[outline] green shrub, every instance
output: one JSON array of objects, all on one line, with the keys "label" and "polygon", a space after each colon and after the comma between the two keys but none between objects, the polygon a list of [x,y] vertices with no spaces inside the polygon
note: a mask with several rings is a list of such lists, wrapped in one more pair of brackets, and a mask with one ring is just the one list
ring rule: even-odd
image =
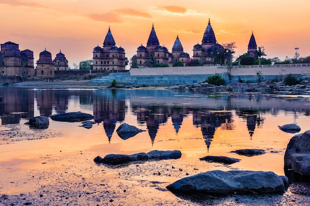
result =
[{"label": "green shrub", "polygon": [[116,81],[113,79],[113,80],[112,80],[112,82],[111,82],[111,85],[112,86],[116,86],[117,84],[117,82],[116,82]]},{"label": "green shrub", "polygon": [[289,86],[296,85],[300,83],[300,81],[297,80],[296,77],[293,76],[292,74],[289,74],[285,77],[284,82],[285,85]]},{"label": "green shrub", "polygon": [[218,75],[208,76],[207,79],[206,80],[205,82],[216,86],[225,84],[225,80]]}]

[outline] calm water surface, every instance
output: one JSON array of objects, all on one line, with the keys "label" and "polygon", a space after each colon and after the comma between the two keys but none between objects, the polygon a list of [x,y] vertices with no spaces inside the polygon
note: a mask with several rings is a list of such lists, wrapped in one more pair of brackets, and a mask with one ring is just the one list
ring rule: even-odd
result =
[{"label": "calm water surface", "polygon": [[[242,160],[240,169],[271,170],[283,175],[283,157],[294,134],[278,125],[296,123],[300,132],[310,129],[309,94],[193,93],[160,89],[0,88],[0,134],[12,126],[34,130],[24,124],[39,115],[81,111],[97,123],[88,129],[81,123],[53,121],[40,135],[61,132],[61,136],[0,142],[0,165],[14,160],[31,161],[38,156],[89,151],[94,158],[107,154],[179,150],[180,161],[199,161],[206,155]],[[146,130],[126,139],[116,132],[122,123]],[[264,155],[247,157],[230,151],[257,148]]]}]

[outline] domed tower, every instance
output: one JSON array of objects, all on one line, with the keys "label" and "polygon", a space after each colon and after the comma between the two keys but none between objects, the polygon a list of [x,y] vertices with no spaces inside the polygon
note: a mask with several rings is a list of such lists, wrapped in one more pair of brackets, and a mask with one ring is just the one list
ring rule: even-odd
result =
[{"label": "domed tower", "polygon": [[68,70],[68,60],[64,54],[61,53],[60,49],[59,53],[56,54],[56,57],[53,60],[55,70],[65,71]]},{"label": "domed tower", "polygon": [[[197,43],[194,46],[193,58],[202,61],[204,65],[219,64],[220,61],[218,60],[221,59],[221,57],[223,57],[219,56],[220,54],[223,56],[223,52],[222,49],[223,49],[223,46],[217,43],[209,18],[208,25],[204,33],[202,44]],[[214,55],[214,52],[218,53],[218,55]]]},{"label": "domed tower", "polygon": [[93,70],[107,71],[125,70],[126,69],[125,49],[116,45],[110,27],[103,41],[103,47],[99,45],[93,50]]},{"label": "domed tower", "polygon": [[250,56],[254,56],[257,50],[257,44],[252,31],[252,35],[251,36],[251,38],[250,38],[249,44],[248,44],[248,53],[250,54]]},{"label": "domed tower", "polygon": [[37,61],[37,77],[43,77],[47,82],[52,82],[55,77],[54,70],[52,54],[46,49],[40,53]]},{"label": "domed tower", "polygon": [[173,46],[172,46],[171,58],[169,59],[169,66],[172,67],[173,63],[178,61],[185,64],[189,61],[189,59],[190,55],[183,51],[183,47],[179,39],[179,36],[177,35],[176,39],[174,41]]},{"label": "domed tower", "polygon": [[[146,51],[144,49],[146,48]],[[152,25],[151,33],[149,36],[146,47],[142,44],[138,47],[137,51],[137,66],[139,67],[148,66],[152,67],[152,63],[150,63],[151,57],[154,57],[157,64],[168,64],[170,53],[164,46],[159,45],[159,41],[157,38],[154,24]]]}]

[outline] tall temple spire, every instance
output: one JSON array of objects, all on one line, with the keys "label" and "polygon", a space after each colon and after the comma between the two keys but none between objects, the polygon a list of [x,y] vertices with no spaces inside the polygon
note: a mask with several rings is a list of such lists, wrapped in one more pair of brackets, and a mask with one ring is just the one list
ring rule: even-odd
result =
[{"label": "tall temple spire", "polygon": [[177,36],[173,46],[172,46],[172,52],[176,51],[183,51],[183,47],[179,39],[179,35]]},{"label": "tall temple spire", "polygon": [[206,28],[205,33],[204,34],[204,37],[202,41],[202,44],[215,44],[216,43],[216,39],[215,39],[215,35],[213,31],[213,29],[211,26],[211,23],[210,23],[210,18],[209,18],[209,22],[208,25]]},{"label": "tall temple spire", "polygon": [[104,41],[103,41],[103,46],[115,46],[115,41],[114,40],[113,36],[112,36],[112,33],[111,33],[111,30],[110,30],[110,26],[109,26],[109,30],[107,32],[107,34],[106,34],[105,38],[104,39]]},{"label": "tall temple spire", "polygon": [[151,31],[151,34],[149,37],[149,40],[148,40],[148,42],[147,43],[147,46],[157,46],[159,45],[159,41],[156,35],[155,32],[155,29],[154,29],[154,23],[153,24],[152,30]]},{"label": "tall temple spire", "polygon": [[255,50],[257,49],[257,44],[256,44],[256,41],[255,41],[255,38],[254,37],[253,31],[252,35],[251,36],[250,41],[249,42],[249,44],[248,45],[248,49],[255,49]]}]

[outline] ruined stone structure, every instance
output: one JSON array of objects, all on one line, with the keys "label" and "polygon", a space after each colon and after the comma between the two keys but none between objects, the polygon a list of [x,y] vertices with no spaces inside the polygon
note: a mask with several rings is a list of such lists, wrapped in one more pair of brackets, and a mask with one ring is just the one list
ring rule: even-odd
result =
[{"label": "ruined stone structure", "polygon": [[169,52],[164,46],[159,45],[154,24],[149,36],[147,46],[141,44],[137,50],[137,66],[139,67],[152,67],[155,64],[167,64],[172,67],[176,61],[180,61],[185,63],[189,58],[189,54],[183,51],[178,36],[177,36],[174,41],[172,53]]},{"label": "ruined stone structure", "polygon": [[115,46],[110,27],[103,41],[103,47],[99,45],[93,50],[93,70],[114,71],[126,69],[125,50]]},{"label": "ruined stone structure", "polygon": [[1,76],[34,76],[33,52],[20,51],[19,44],[11,41],[1,44],[0,73]]},{"label": "ruined stone structure", "polygon": [[250,38],[250,41],[248,45],[248,53],[250,54],[250,56],[254,56],[257,50],[257,44],[255,41],[255,38],[252,32],[252,35]]},{"label": "ruined stone structure", "polygon": [[223,46],[217,43],[209,19],[202,44],[197,43],[194,46],[193,59],[199,60],[204,66],[219,64],[220,54],[223,53]]},{"label": "ruined stone structure", "polygon": [[66,58],[64,54],[61,53],[60,50],[59,53],[56,54],[56,57],[53,60],[55,70],[66,71],[68,70],[68,60]]},{"label": "ruined stone structure", "polygon": [[52,54],[46,49],[40,53],[37,61],[37,77],[42,77],[47,82],[52,82],[55,77],[54,63],[52,59]]}]

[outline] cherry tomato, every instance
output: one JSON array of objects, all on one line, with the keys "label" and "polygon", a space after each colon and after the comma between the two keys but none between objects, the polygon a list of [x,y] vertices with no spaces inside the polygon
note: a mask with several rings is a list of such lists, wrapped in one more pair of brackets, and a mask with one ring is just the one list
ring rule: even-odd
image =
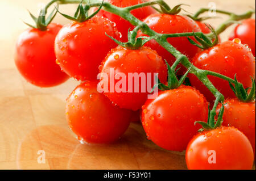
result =
[{"label": "cherry tomato", "polygon": [[[109,53],[100,69],[101,73],[108,75],[108,78],[101,81],[104,85],[109,85],[105,94],[120,107],[133,111],[139,110],[145,103],[154,86],[157,73],[161,82],[167,79],[167,68],[162,57],[146,47],[132,50],[118,46]],[[115,77],[115,80],[110,77],[111,70],[113,69],[113,74],[120,76]],[[122,75],[126,77],[125,79]],[[142,75],[142,78],[139,75]],[[122,86],[118,86],[119,81],[124,81]],[[113,87],[110,87],[111,85]],[[115,89],[117,86],[122,87],[123,90],[118,91]],[[112,89],[114,90],[112,91]]]},{"label": "cherry tomato", "polygon": [[[148,1],[148,0],[106,0],[105,2],[108,2],[112,5],[120,7],[125,7],[136,5],[143,2]],[[94,11],[96,9],[94,9]],[[150,6],[146,6],[143,8],[137,9],[131,11],[131,14],[139,20],[143,20],[149,15],[155,13],[156,11]],[[104,10],[100,10],[98,13],[99,16],[102,16],[107,18],[111,21],[115,22],[117,26],[117,30],[122,33],[122,40],[123,42],[127,41],[127,33],[128,30],[131,28],[131,30],[134,27],[130,22],[122,19],[120,16],[113,14],[111,12],[105,11]]]},{"label": "cherry tomato", "polygon": [[204,33],[210,33],[210,30],[207,27],[207,26],[202,22],[196,21],[196,24],[197,24],[198,26],[200,28],[201,31]]},{"label": "cherry tomato", "polygon": [[96,80],[98,66],[118,39],[119,32],[108,19],[94,16],[82,23],[73,22],[60,30],[55,40],[57,63],[78,80]]},{"label": "cherry tomato", "polygon": [[[245,103],[237,99],[229,99],[225,101],[224,104],[222,125],[234,127],[247,136],[253,146],[255,159],[255,101]],[[221,106],[218,105],[218,113]]]},{"label": "cherry tomato", "polygon": [[241,24],[238,24],[231,33],[229,40],[238,38],[242,43],[246,44],[251,49],[251,52],[255,57],[255,19],[244,20]]},{"label": "cherry tomato", "polygon": [[[202,22],[196,21],[196,24],[197,24],[198,26],[200,28],[201,31],[203,33],[205,34],[208,34],[210,33],[210,30],[207,27],[205,23]],[[213,40],[214,41],[214,40]],[[220,37],[218,36],[218,42],[221,42]]]},{"label": "cherry tomato", "polygon": [[186,162],[190,170],[249,170],[253,162],[250,141],[232,127],[203,132],[187,148]]},{"label": "cherry tomato", "polygon": [[[154,14],[147,17],[144,20],[144,22],[147,23],[150,28],[160,33],[201,31],[201,29],[194,20],[185,16]],[[138,36],[147,35],[139,32]],[[187,55],[189,59],[193,58],[199,51],[199,48],[191,44],[186,37],[168,38],[168,41],[179,51]],[[164,60],[167,61],[169,65],[172,65],[175,61],[175,57],[156,43],[155,40],[150,40],[145,45],[155,50]],[[185,72],[185,69],[182,68],[182,69],[179,71],[179,73]]]},{"label": "cherry tomato", "polygon": [[82,142],[110,143],[126,131],[131,111],[112,104],[98,92],[97,84],[85,82],[75,89],[67,100],[67,119]]},{"label": "cherry tomato", "polygon": [[141,118],[141,110],[133,111],[133,115],[131,117],[131,122],[140,122]]},{"label": "cherry tomato", "polygon": [[167,150],[183,151],[207,121],[208,103],[199,91],[182,86],[162,91],[142,107],[142,122],[148,138]]},{"label": "cherry tomato", "polygon": [[[236,41],[225,41],[204,50],[197,54],[192,62],[199,69],[215,71],[233,79],[236,74],[237,80],[245,88],[252,85],[250,77],[255,75],[254,57],[245,45]],[[215,100],[210,91],[194,75],[189,74],[189,78],[191,85],[203,94],[208,101]],[[236,97],[228,81],[210,75],[208,78],[226,98]]]},{"label": "cherry tomato", "polygon": [[61,27],[51,23],[46,31],[28,28],[19,36],[15,50],[16,66],[22,76],[35,86],[55,86],[69,78],[55,63],[54,40]]}]

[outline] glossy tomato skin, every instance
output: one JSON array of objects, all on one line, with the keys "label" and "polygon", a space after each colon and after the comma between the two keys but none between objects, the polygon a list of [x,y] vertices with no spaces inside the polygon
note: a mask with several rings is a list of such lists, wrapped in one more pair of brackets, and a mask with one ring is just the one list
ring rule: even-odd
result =
[{"label": "glossy tomato skin", "polygon": [[253,162],[249,140],[232,127],[199,133],[189,142],[186,151],[189,170],[250,170]]},{"label": "glossy tomato skin", "polygon": [[113,23],[97,16],[82,23],[64,26],[55,40],[55,53],[60,67],[78,80],[96,80],[98,66],[108,52],[117,46],[105,33],[119,38]]},{"label": "glossy tomato skin", "polygon": [[142,107],[142,123],[148,138],[168,150],[181,151],[206,122],[208,103],[199,91],[189,86],[162,91]]},{"label": "glossy tomato skin", "polygon": [[[196,24],[197,24],[198,26],[200,28],[201,31],[203,33],[205,34],[208,34],[210,33],[210,30],[207,27],[205,23],[202,22],[196,21]],[[221,42],[221,39],[220,36],[218,36],[218,42]]]},{"label": "glossy tomato skin", "polygon": [[[221,105],[218,105],[218,113]],[[234,127],[243,132],[251,142],[255,159],[255,104],[253,102],[245,103],[237,99],[228,99],[224,102],[225,111],[222,125]]]},{"label": "glossy tomato skin", "polygon": [[[105,2],[108,2],[111,4],[119,7],[125,7],[136,5],[143,2],[148,1],[147,0],[106,0]],[[95,11],[95,10],[94,10]],[[131,14],[136,18],[141,20],[143,20],[149,15],[155,13],[156,11],[150,6],[146,6],[143,8],[138,9],[131,11]],[[127,41],[127,32],[128,30],[131,28],[131,30],[134,27],[130,22],[123,19],[120,16],[113,14],[111,12],[105,11],[104,10],[100,10],[98,14],[99,16],[102,16],[107,18],[111,21],[116,24],[117,30],[122,33],[122,40],[124,42]]]},{"label": "glossy tomato skin", "polygon": [[[201,29],[192,19],[185,16],[172,15],[165,14],[154,14],[147,16],[144,20],[150,28],[160,33],[176,33],[192,32],[200,32]],[[141,32],[138,32],[138,36],[147,36]],[[168,39],[168,41],[179,51],[187,56],[191,59],[200,50],[197,47],[191,44],[186,37],[172,37]],[[167,50],[160,45],[154,40],[150,40],[146,44],[155,50],[158,53],[166,60],[171,65],[176,58]],[[183,68],[179,73],[184,73],[185,69]]]},{"label": "glossy tomato skin", "polygon": [[207,26],[205,24],[205,23],[204,23],[204,22],[199,22],[199,21],[196,21],[196,24],[197,24],[199,28],[200,28],[202,32],[203,32],[204,33],[206,33],[206,34],[210,33],[210,29],[209,29],[209,28],[207,27]]},{"label": "glossy tomato skin", "polygon": [[51,23],[46,31],[28,28],[18,39],[15,62],[22,76],[42,87],[57,86],[69,77],[56,64],[54,40],[62,26]]},{"label": "glossy tomato skin", "polygon": [[131,111],[113,105],[97,91],[97,81],[78,86],[67,100],[69,125],[79,140],[88,143],[108,144],[126,131]]},{"label": "glossy tomato skin", "polygon": [[[115,89],[113,91],[110,90],[110,84],[114,85],[115,87],[118,82],[122,79],[117,78],[113,82],[110,75],[112,69],[114,69],[115,76],[121,74],[125,75],[126,79],[124,82],[126,89],[123,91],[118,92]],[[120,107],[133,111],[141,108],[147,99],[155,80],[154,73],[158,74],[161,82],[166,81],[167,75],[166,65],[162,57],[155,50],[146,47],[132,50],[118,46],[112,49],[105,58],[100,70],[102,73],[108,75],[108,78],[101,81],[103,85],[109,85],[108,89],[104,91],[104,94]],[[135,83],[134,79],[128,78],[129,74],[134,73],[144,75],[145,80],[148,80],[148,82],[142,82],[142,79],[140,79],[138,82]],[[148,75],[148,73],[151,74]],[[133,86],[132,87],[129,86],[129,84]],[[137,92],[135,92],[135,86],[139,88]],[[145,88],[144,92],[142,91],[142,87]]]},{"label": "glossy tomato skin", "polygon": [[141,120],[141,110],[133,111],[133,114],[131,117],[131,123],[140,122]]},{"label": "glossy tomato skin", "polygon": [[[227,41],[198,54],[192,60],[193,65],[199,69],[215,71],[237,80],[245,88],[252,85],[251,77],[255,73],[255,59],[248,49],[243,44]],[[210,91],[193,74],[189,74],[191,85],[203,94],[207,100],[212,102],[215,98]],[[235,98],[228,81],[208,76],[213,85],[225,98]]]},{"label": "glossy tomato skin", "polygon": [[232,32],[229,40],[238,38],[242,43],[247,44],[251,49],[251,52],[255,57],[255,19],[247,19],[244,20],[241,24],[236,26]]}]

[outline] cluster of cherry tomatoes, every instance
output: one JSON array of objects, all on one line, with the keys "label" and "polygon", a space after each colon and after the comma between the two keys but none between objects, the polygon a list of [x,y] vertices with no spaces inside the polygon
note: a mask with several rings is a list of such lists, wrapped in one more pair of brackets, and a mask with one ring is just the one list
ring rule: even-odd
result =
[{"label": "cluster of cherry tomatoes", "polygon": [[[142,2],[105,1],[118,7]],[[157,13],[150,6],[131,13],[158,33],[209,32],[202,22],[186,16]],[[169,38],[168,41],[198,68],[232,79],[236,75],[245,87],[251,87],[255,73],[255,19],[246,19],[236,27],[230,40],[204,50],[186,37]],[[70,127],[82,142],[112,142],[125,132],[131,121],[141,119],[148,138],[155,144],[168,150],[187,149],[189,169],[251,169],[255,147],[255,100],[238,99],[228,82],[209,76],[226,99],[223,126],[199,133],[200,125],[195,123],[207,121],[208,104],[215,98],[193,74],[188,75],[192,86],[160,91],[155,99],[147,99],[148,92],[98,92],[98,74],[109,75],[111,69],[115,74],[126,76],[129,73],[157,73],[161,82],[166,82],[164,60],[172,65],[176,60],[155,40],[129,49],[118,46],[105,35],[127,41],[128,30],[133,28],[119,16],[100,10],[82,22],[63,27],[51,23],[46,31],[29,28],[18,39],[15,63],[22,75],[38,86],[56,86],[69,77],[81,81],[67,99],[66,115]],[[146,35],[139,31],[138,36],[142,36]],[[184,74],[185,69],[179,68],[177,74]],[[108,81],[107,84],[113,83]],[[220,103],[218,110],[221,107]],[[216,153],[215,162],[214,159],[213,163],[209,162],[213,155],[210,151],[215,151],[212,152]]]}]

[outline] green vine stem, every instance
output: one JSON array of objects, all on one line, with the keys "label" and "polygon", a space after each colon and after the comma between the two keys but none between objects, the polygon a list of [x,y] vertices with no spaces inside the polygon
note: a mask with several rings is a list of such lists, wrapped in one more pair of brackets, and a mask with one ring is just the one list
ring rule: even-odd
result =
[{"label": "green vine stem", "polygon": [[[201,9],[197,12],[196,12],[195,15],[192,16],[192,18],[197,19],[200,15],[209,10],[210,9]],[[224,31],[227,28],[234,24],[234,23],[244,19],[250,18],[251,17],[253,14],[255,13],[255,10],[250,10],[246,13],[241,15],[237,15],[233,12],[220,10],[216,10],[216,12],[225,14],[229,16],[229,19],[226,20],[223,23],[221,24],[216,30],[216,32],[218,35]],[[208,36],[210,37],[212,37],[213,35],[212,33],[210,33]]]},{"label": "green vine stem", "polygon": [[[79,3],[81,2],[81,1],[59,0],[57,1],[57,2],[59,4]],[[102,4],[102,1],[99,0],[84,0],[83,1],[83,3],[88,3],[90,7],[96,7],[100,6]],[[163,0],[146,2],[124,8],[118,7],[112,5],[108,2],[104,2],[102,4],[102,7],[104,10],[119,16],[123,19],[129,21],[133,25],[138,27],[138,28],[139,28],[139,29],[143,33],[146,34],[150,37],[153,37],[155,40],[159,44],[162,46],[164,48],[167,50],[170,53],[171,53],[174,56],[176,57],[176,61],[172,66],[172,69],[175,69],[179,64],[181,64],[187,69],[190,69],[190,73],[195,74],[197,77],[197,78],[200,80],[201,82],[204,83],[205,86],[212,92],[212,93],[216,98],[214,104],[213,106],[213,108],[209,113],[210,125],[214,125],[214,117],[216,115],[216,110],[217,106],[220,102],[222,102],[224,100],[224,96],[213,86],[212,82],[208,78],[207,76],[210,75],[217,77],[226,80],[231,83],[234,83],[235,81],[217,73],[201,70],[196,68],[192,64],[192,63],[185,55],[183,54],[181,52],[176,50],[167,41],[167,40],[168,37],[170,37],[187,36],[191,35],[193,36],[192,33],[185,33],[173,35],[164,35],[158,33],[150,29],[146,23],[139,20],[130,13],[130,11],[132,10],[154,5],[159,5],[159,6],[162,6],[162,7],[166,9],[166,10],[170,10],[168,9],[168,8],[170,9],[170,7],[168,7],[168,5]],[[201,9],[195,15],[195,16],[198,16],[200,14],[208,10],[209,9]],[[225,29],[226,29],[230,25],[231,25],[233,23],[232,21],[233,22],[241,20],[245,18],[249,18],[253,13],[253,12],[251,11],[245,14],[238,15],[231,12],[223,11],[217,10],[216,11],[218,12],[228,14],[230,16],[230,18],[229,19],[229,20],[222,24],[220,27],[216,30],[217,33],[218,34],[224,31]],[[199,35],[200,33],[202,33],[198,32],[196,33],[197,33]]]}]

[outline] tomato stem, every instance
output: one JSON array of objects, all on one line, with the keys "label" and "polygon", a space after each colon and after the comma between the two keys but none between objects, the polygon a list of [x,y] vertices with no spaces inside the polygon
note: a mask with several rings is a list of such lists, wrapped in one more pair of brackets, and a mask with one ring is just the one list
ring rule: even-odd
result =
[{"label": "tomato stem", "polygon": [[[80,0],[59,0],[58,3],[60,4],[68,4],[68,3],[79,3],[81,2]],[[180,36],[191,36],[196,35],[198,36],[203,36],[201,32],[195,32],[195,33],[175,33],[170,35],[165,35],[158,33],[147,25],[146,23],[139,20],[136,18],[130,12],[131,10],[141,8],[147,6],[152,6],[154,5],[158,5],[160,6],[161,9],[165,9],[167,11],[171,11],[171,9],[168,6],[168,5],[164,2],[163,0],[154,1],[149,2],[146,2],[135,6],[132,6],[127,7],[118,7],[115,6],[108,2],[103,2],[101,0],[84,0],[83,3],[88,4],[90,7],[100,6],[102,5],[104,10],[110,12],[111,13],[116,14],[124,19],[129,21],[133,25],[139,27],[139,29],[142,32],[149,36],[150,37],[154,37],[155,40],[162,46],[164,48],[167,50],[170,53],[171,53],[176,58],[176,61],[172,65],[171,69],[175,70],[177,65],[179,64],[181,64],[188,70],[190,69],[189,73],[195,74],[197,78],[201,81],[201,82],[205,85],[205,86],[211,91],[211,92],[214,95],[216,99],[213,106],[213,109],[210,111],[209,113],[209,125],[214,127],[214,117],[216,116],[216,110],[217,105],[221,102],[222,102],[224,100],[224,96],[220,92],[220,91],[214,86],[212,83],[208,78],[207,76],[209,75],[218,77],[220,78],[222,78],[226,81],[231,83],[234,83],[235,81],[228,78],[223,75],[218,74],[217,73],[212,72],[210,71],[207,71],[204,70],[200,69],[192,64],[189,61],[188,57],[184,54],[183,54],[181,52],[176,49],[172,45],[171,45],[167,41],[167,38],[171,37],[180,37]],[[179,6],[179,5],[178,5]],[[176,9],[179,7],[176,6]],[[174,8],[174,9],[175,8]],[[210,10],[208,9],[201,9],[197,13],[195,14],[193,17],[197,18],[201,14]],[[234,21],[242,20],[243,19],[249,18],[252,14],[254,12],[253,11],[249,11],[244,14],[240,15],[236,15],[233,13],[228,11],[221,11],[216,10],[216,12],[218,13],[224,14],[229,15],[230,19],[221,24],[221,26],[216,30],[216,33],[219,35],[223,32],[226,28],[230,26],[234,23]],[[208,35],[209,37],[212,37],[214,35],[214,33],[212,32]],[[205,39],[205,40],[207,40]]]},{"label": "tomato stem", "polygon": [[[193,16],[191,16],[192,19],[199,19],[199,16],[203,13],[205,12],[211,11],[211,9],[201,9],[197,12]],[[237,23],[237,21],[247,19],[251,17],[253,14],[255,13],[255,10],[250,10],[246,12],[245,14],[242,14],[241,15],[237,15],[233,12],[222,11],[220,10],[216,10],[216,12],[220,14],[223,14],[229,16],[229,19],[221,23],[218,27],[216,30],[216,33],[218,35],[221,33],[223,31],[224,31],[227,28],[232,26],[234,23]],[[208,36],[210,37],[212,37],[213,34],[212,33],[209,33]]]}]

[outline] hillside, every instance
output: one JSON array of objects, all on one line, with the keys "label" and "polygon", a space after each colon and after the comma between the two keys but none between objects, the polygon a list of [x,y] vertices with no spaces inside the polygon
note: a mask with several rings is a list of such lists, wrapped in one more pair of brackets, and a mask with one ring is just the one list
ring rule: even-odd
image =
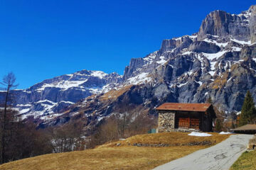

▶ [TO BE DONE]:
Identify every line in the listing above that contains the string "ruined", and copy each of those lines in full.

▶ [EXERCISE RESPONSE]:
[outline] ruined stone structure, every instance
[{"label": "ruined stone structure", "polygon": [[169,52],[164,46],[159,45],[154,24],[149,36],[147,46],[141,44],[137,50],[137,66],[139,67],[152,67],[155,64],[167,64],[172,67],[176,61],[180,61],[185,63],[189,58],[189,54],[183,51],[178,36],[177,36],[174,41],[172,53]]},{"label": "ruined stone structure", "polygon": [[115,46],[110,27],[103,41],[103,47],[99,45],[93,50],[93,70],[114,71],[126,69],[125,50]]},{"label": "ruined stone structure", "polygon": [[1,76],[34,76],[33,52],[20,51],[19,44],[11,41],[1,44],[0,73]]},{"label": "ruined stone structure", "polygon": [[250,38],[250,41],[248,45],[248,53],[250,54],[250,56],[254,56],[257,50],[257,44],[255,41],[255,38],[252,32],[252,35]]},{"label": "ruined stone structure", "polygon": [[223,46],[217,43],[209,19],[202,44],[197,43],[194,46],[193,59],[199,60],[204,66],[219,64],[220,54],[223,53]]},{"label": "ruined stone structure", "polygon": [[66,58],[64,54],[61,53],[60,50],[59,53],[56,54],[56,57],[53,60],[55,70],[66,71],[68,70],[68,60]]},{"label": "ruined stone structure", "polygon": [[52,54],[46,49],[40,53],[37,61],[37,77],[42,77],[47,82],[52,82],[55,77],[54,63],[52,59]]}]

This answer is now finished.